Start of TASK DATA

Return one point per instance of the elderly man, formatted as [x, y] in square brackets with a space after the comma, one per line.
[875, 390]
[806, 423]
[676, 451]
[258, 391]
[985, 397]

End of TASK DATA

### YOUR GOAL
Copy all of the material above, requests included, and increase every coordinate in the answer points by 7.

### ANSWER
Return one point per instance of the elderly man, formatted as [x, y] in square brackets with a space after the comma, one per line.
[882, 397]
[813, 430]
[683, 458]
[265, 398]
[992, 404]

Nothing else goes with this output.